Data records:
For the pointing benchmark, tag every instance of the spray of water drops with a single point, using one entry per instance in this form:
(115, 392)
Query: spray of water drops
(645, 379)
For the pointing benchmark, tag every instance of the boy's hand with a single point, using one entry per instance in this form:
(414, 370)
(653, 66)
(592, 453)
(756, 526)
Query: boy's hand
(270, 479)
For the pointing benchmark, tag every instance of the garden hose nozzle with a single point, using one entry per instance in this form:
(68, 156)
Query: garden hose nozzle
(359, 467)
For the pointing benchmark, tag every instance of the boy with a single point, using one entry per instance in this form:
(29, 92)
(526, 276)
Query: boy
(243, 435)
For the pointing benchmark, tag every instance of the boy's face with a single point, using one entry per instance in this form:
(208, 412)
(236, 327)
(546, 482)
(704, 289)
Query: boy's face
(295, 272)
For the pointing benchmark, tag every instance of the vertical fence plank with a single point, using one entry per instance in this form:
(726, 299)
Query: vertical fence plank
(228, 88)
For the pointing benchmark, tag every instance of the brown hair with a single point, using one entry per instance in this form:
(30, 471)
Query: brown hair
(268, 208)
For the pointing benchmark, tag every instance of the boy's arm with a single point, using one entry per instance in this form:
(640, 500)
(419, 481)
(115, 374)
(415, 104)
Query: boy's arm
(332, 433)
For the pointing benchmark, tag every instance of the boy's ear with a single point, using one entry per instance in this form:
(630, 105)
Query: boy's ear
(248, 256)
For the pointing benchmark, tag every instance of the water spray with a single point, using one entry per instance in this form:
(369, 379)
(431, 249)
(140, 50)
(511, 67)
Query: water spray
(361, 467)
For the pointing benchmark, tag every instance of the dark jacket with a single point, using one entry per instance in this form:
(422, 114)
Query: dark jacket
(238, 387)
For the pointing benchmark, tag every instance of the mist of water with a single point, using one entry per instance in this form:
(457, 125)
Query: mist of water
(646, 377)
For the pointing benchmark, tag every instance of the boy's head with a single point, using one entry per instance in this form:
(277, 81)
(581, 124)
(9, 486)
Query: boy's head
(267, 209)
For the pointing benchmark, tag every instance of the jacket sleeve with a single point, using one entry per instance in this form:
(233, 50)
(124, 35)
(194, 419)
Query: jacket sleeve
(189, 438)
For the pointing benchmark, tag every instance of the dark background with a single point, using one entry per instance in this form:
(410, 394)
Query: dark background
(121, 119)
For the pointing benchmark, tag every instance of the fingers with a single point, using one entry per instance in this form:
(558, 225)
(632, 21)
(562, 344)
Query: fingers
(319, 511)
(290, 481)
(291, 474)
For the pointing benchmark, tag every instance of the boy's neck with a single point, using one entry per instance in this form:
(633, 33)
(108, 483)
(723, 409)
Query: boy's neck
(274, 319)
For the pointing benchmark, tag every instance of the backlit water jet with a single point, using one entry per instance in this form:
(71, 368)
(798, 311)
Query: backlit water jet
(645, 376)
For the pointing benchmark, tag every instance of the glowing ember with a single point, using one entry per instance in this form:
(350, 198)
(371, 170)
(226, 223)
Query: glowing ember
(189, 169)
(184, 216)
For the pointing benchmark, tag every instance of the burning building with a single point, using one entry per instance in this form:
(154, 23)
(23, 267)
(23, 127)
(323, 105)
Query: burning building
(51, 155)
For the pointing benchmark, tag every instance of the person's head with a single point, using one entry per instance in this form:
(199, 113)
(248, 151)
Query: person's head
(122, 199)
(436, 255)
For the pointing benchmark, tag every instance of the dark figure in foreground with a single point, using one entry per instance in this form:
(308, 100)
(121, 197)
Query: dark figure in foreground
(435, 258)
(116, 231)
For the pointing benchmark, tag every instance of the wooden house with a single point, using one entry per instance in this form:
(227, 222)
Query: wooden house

(Directive) Copy out all of the records shown above exactly.

(Written answer)
For the pointing benchmark, tag every instance of the spray of water drops with a single point, using one entry per instance in this form:
(115, 392)
Query: spray of water drops
(645, 379)
For the pointing benchmark, tag every instance of the boy's hand with a single point, using one entry per instance in this form:
(414, 370)
(653, 66)
(592, 453)
(756, 526)
Query: boy's hand
(270, 479)
For the pointing benchmark, tag every instance of the garden hose nozzle with a single point, using one entry per instance in this form:
(68, 156)
Query: garden hose nozzle
(359, 467)
For the pointing benchmark, tag every instance of the boy with a single point, using one entry per instance in this form:
(29, 92)
(526, 276)
Query: boy
(243, 435)
For the pointing benchmark, tag every instance of the boy's face with a single point, using one entry per instance in this form:
(208, 412)
(236, 327)
(546, 482)
(704, 289)
Query: boy's face
(295, 272)
For the pointing benchmark, tag every instance of the vertical fence plank with a single point, using one entry per instance in this form:
(726, 299)
Query: vertical fence plank
(228, 88)
For the pointing benchmark, tag every instance of the brown hair with a single point, using one entry per instance in this form:
(30, 471)
Query: brown hair
(268, 208)
For the pointing benchmark, tag every instance of the boy's arm with a single point, using one entry per instance in this form:
(640, 500)
(419, 481)
(115, 374)
(415, 104)
Query: boy's arm
(332, 433)
For the pointing benchmark, tag every instance of the boy's ear with a single point, using one entry per instance in this form:
(630, 105)
Query: boy's ear
(248, 256)
For the pointing benchmark, tag every instance of the water spray with a single point, using one entry per instance in this form:
(369, 379)
(431, 249)
(140, 50)
(511, 67)
Query: water spray
(361, 467)
For the pointing benchmark, tag every instance of the dark jacket with a single point, using one entry per instance in this form:
(422, 114)
Query: dark jacket
(238, 387)
For the pointing benchmark, tag every instance of the mist of water with a single point, using one entry per instance in this form:
(457, 125)
Query: mist of water
(646, 377)
For the pointing benchmark, tag every instance of the boy's head with a single point, using one entry per instance in this form:
(277, 81)
(581, 124)
(9, 486)
Query: boy's head
(267, 209)
For the pointing benchmark, tag every instance of the jacket sleeve with a single point, using one entry per instance in this form:
(233, 50)
(124, 35)
(194, 419)
Query: jacket sleeve
(189, 438)
For the pointing benchmark, tag every instance of the dark background with a single point, using one entry per instance in this form:
(410, 394)
Query: dark background
(121, 119)
For the pointing benchmark, tag every instance of the fingers with a single point, using one entry per instance in this form:
(558, 225)
(632, 21)
(562, 344)
Query: fingers
(319, 511)
(290, 481)
(291, 474)
For the pointing benchmark, tag every instance of the boy's neck with a single point, using one entry per instance in this form:
(633, 33)
(108, 483)
(723, 409)
Query: boy's neck
(274, 319)
For the pointing benchmark, tag every instance of the backlit water jet with a single point, using one entry per instance in this form:
(71, 368)
(798, 311)
Query: backlit water jet
(645, 376)
For the pointing benchmark, tag every instance of the glowing ember with a single point, using one entry per instance in this form:
(350, 198)
(371, 170)
(226, 223)
Query: glowing ember
(189, 169)
(184, 216)
For the pointing benchmark, tag every instance of the burning building with a single point, using one entry per instance in this form:
(154, 23)
(23, 267)
(23, 127)
(323, 105)
Query: burning building
(51, 155)
For the pointing benchmark, tag every instance of the person's head with a single point, using one entry per instance in this form:
(199, 113)
(248, 151)
Query: person's head
(122, 199)
(436, 255)
For the pointing benchmark, tag every instance of the dark figure in foreground with a single point, using one entry per instance in this form:
(308, 100)
(121, 197)
Query: dark figure in foreground
(435, 258)
(116, 231)
For the pointing benchmark, tag every instance of the wooden house with a single point, using one entry per instance in this form:
(227, 222)
Query: wooden house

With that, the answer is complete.